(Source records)
• • •

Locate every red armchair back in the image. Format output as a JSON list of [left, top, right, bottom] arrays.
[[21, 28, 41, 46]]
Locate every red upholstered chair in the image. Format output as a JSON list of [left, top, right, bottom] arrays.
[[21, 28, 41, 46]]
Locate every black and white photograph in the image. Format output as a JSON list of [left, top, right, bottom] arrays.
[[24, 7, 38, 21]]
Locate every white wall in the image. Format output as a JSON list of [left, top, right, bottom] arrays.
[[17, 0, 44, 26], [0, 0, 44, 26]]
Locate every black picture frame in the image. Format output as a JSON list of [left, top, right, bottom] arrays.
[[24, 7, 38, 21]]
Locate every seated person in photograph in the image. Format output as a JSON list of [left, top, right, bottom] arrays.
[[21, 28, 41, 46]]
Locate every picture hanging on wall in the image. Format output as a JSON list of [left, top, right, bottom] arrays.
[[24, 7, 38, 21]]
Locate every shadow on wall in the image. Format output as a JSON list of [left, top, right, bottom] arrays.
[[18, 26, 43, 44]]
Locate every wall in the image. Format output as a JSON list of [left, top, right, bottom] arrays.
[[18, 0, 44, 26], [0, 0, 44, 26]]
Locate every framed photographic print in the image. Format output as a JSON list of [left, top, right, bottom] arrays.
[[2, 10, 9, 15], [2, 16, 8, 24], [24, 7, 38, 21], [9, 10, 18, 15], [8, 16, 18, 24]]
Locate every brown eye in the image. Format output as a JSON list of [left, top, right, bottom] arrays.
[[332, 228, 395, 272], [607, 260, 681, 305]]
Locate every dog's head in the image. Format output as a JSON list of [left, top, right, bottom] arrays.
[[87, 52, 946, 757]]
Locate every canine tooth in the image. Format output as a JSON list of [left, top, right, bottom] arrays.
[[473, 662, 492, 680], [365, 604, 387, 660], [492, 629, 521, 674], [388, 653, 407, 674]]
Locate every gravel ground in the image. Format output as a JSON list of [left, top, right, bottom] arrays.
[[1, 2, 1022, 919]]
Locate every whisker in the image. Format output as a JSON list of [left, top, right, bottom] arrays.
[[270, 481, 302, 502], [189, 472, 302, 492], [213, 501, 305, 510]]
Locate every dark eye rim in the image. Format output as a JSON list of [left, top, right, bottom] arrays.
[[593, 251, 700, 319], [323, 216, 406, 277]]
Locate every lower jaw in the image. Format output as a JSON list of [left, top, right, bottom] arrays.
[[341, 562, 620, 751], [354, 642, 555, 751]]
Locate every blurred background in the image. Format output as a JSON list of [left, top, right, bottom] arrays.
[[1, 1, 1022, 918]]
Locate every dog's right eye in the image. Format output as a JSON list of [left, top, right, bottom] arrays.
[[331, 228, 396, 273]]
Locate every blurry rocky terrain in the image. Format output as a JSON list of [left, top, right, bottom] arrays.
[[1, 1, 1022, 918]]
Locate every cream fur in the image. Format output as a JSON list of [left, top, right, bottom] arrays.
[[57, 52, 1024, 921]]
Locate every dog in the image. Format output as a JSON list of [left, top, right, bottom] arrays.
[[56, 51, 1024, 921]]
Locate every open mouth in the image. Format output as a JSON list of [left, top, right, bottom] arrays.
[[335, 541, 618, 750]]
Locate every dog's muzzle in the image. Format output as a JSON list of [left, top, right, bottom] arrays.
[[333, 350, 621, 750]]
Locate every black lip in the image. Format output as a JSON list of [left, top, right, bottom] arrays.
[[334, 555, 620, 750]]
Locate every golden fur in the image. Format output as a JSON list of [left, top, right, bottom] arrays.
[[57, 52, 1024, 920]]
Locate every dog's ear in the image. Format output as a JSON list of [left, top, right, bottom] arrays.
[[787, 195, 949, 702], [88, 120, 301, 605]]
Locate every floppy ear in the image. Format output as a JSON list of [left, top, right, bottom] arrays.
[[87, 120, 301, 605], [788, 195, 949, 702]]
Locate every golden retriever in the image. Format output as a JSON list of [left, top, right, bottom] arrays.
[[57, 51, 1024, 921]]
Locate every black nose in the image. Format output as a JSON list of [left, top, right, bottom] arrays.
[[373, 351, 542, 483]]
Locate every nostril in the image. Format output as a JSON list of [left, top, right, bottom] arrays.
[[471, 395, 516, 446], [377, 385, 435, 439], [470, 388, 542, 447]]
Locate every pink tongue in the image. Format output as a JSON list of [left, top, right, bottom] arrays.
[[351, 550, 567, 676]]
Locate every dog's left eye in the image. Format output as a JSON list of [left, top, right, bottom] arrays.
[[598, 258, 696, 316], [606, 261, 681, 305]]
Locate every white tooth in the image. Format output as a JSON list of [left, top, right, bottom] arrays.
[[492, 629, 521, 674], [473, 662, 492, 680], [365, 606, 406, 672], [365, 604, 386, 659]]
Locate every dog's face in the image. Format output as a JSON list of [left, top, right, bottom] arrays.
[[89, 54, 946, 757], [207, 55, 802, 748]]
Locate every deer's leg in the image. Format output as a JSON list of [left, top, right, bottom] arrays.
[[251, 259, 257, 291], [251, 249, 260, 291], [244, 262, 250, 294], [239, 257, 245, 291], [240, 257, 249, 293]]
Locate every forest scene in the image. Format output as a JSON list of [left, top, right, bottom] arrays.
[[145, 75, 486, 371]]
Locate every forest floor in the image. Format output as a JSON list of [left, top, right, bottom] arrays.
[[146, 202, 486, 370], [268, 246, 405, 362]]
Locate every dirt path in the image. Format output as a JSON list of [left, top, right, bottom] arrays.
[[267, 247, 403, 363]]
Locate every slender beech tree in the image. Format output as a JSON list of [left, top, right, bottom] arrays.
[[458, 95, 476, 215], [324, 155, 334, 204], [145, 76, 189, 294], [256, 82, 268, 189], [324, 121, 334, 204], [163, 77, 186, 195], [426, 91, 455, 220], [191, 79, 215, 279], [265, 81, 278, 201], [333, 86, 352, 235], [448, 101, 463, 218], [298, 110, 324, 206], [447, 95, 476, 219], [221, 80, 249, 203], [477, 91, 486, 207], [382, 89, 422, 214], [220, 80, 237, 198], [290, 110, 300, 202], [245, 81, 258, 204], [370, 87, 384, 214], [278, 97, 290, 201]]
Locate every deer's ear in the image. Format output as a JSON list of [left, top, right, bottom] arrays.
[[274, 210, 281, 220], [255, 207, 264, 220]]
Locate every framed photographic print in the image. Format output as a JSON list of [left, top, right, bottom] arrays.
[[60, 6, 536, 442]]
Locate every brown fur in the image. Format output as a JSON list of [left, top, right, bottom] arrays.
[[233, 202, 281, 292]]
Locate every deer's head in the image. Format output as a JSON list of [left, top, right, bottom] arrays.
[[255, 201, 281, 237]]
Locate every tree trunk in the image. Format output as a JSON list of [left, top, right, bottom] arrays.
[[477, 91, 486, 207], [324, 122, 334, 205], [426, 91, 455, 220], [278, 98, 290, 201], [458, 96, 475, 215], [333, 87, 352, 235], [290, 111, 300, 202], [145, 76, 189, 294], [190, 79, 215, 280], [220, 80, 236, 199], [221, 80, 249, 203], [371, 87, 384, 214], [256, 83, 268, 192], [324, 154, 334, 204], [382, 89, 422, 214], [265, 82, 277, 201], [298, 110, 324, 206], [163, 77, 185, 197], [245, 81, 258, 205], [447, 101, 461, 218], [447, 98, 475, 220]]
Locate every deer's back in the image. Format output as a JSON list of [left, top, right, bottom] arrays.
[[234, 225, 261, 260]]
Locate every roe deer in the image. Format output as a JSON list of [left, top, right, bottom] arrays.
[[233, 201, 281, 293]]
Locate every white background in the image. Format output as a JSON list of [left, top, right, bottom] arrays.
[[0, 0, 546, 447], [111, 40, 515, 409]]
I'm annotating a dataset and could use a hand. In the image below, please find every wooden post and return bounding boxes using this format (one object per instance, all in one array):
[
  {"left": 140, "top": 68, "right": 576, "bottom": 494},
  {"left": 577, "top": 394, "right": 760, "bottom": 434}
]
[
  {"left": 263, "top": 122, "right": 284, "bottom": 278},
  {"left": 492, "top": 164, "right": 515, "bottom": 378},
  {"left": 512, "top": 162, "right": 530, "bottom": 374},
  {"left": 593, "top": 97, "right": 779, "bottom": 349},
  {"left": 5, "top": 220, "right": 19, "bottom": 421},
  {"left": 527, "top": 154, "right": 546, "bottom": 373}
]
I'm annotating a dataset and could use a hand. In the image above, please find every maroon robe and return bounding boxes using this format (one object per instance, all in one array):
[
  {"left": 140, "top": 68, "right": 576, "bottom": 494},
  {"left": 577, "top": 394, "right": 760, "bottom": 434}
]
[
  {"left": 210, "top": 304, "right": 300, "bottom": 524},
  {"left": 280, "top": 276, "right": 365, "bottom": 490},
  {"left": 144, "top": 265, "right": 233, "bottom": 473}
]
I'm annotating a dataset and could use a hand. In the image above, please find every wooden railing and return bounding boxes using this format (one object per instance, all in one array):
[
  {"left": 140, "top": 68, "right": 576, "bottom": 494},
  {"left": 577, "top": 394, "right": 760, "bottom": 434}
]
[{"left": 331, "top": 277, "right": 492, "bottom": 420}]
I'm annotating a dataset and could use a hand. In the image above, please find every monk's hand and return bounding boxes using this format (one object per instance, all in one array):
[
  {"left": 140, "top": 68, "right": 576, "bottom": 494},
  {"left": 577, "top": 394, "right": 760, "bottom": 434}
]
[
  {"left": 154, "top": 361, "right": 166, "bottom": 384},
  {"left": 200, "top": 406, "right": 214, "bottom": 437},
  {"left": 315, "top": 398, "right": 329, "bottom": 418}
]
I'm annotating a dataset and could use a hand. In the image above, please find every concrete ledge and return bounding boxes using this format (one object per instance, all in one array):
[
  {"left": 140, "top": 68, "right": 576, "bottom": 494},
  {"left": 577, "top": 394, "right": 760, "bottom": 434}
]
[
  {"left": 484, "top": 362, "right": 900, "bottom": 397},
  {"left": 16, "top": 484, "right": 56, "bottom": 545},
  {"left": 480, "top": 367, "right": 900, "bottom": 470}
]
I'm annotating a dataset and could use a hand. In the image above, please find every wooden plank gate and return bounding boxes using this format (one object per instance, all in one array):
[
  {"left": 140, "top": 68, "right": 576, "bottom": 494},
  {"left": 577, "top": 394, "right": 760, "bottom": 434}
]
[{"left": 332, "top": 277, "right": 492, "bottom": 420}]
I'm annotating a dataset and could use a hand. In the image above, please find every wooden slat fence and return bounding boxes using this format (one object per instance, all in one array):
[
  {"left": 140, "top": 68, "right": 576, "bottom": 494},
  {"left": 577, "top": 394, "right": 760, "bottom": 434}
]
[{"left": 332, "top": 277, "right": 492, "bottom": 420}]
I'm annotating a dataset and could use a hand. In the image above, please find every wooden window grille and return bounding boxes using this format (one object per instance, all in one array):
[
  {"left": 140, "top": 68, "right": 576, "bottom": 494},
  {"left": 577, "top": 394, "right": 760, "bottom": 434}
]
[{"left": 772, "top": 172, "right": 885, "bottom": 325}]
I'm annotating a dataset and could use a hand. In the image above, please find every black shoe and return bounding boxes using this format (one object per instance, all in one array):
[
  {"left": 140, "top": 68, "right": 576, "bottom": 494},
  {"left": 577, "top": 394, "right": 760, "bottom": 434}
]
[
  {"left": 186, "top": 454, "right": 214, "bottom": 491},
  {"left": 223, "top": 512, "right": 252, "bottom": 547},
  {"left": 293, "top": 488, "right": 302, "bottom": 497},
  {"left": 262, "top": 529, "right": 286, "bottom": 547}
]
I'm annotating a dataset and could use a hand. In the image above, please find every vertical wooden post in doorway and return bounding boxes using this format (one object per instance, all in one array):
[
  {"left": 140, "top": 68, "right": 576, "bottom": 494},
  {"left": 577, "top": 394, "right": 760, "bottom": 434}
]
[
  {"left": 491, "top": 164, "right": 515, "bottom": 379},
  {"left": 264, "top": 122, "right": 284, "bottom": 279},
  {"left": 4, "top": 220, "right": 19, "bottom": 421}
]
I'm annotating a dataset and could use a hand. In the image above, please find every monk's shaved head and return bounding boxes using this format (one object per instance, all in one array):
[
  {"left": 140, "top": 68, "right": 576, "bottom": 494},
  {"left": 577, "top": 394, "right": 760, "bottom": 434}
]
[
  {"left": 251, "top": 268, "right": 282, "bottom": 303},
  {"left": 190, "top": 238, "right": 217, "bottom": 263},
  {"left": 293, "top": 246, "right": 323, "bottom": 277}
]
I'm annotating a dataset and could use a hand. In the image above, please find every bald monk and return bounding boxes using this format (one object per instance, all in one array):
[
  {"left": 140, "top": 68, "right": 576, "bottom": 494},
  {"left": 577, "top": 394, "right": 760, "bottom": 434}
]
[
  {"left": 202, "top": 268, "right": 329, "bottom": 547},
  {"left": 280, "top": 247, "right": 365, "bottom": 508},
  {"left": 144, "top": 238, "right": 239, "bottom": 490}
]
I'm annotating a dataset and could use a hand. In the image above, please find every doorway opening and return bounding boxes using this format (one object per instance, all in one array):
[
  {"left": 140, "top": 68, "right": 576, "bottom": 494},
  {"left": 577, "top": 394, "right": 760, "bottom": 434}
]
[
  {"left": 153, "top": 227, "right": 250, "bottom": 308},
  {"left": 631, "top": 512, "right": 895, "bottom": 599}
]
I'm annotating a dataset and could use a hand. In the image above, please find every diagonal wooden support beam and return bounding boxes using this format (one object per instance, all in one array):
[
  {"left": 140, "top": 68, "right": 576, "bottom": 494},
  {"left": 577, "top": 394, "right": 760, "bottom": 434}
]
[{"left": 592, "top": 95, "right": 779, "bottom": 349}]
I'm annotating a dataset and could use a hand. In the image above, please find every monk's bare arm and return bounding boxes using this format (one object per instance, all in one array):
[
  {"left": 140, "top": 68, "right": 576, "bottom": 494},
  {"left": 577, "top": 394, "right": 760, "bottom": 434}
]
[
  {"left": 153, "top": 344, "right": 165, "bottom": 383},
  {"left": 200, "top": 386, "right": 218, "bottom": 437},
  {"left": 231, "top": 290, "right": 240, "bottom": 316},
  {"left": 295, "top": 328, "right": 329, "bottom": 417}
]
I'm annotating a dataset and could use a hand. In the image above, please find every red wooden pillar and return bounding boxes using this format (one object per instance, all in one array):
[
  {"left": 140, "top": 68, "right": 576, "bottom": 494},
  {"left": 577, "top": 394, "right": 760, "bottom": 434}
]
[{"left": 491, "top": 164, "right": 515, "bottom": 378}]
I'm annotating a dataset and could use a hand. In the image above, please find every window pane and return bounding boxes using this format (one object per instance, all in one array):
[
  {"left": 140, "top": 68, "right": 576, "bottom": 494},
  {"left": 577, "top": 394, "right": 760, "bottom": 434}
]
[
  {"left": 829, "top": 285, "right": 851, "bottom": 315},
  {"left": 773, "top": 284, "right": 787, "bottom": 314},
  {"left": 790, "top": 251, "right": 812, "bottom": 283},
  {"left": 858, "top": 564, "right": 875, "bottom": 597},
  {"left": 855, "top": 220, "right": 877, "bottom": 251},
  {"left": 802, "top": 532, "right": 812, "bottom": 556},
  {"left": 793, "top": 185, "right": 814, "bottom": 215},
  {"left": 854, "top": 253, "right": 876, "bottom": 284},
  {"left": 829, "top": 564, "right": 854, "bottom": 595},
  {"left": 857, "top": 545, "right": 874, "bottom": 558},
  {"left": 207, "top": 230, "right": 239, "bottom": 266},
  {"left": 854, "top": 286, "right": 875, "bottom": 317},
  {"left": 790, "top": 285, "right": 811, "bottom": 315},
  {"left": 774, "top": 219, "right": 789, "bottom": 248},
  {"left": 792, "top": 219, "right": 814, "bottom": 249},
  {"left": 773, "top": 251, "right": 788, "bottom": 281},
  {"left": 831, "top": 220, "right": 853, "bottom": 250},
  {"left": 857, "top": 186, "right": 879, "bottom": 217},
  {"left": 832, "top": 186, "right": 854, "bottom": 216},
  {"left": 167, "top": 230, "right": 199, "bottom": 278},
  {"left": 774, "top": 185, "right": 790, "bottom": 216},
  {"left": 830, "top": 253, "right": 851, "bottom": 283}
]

• • •

Problem details: Please copy every line in the entries where "window" appears.

Exercise output:
I'm annotating a dataset and could use a hand. In the image above, please find every wooden window grille and return bounding boxes using this format (one object per instance, all in one array):
I'm annotating a dataset and could use a hand. In the image above, please find every window pane and return bounding boxes using this format (one object per instance, all in one array):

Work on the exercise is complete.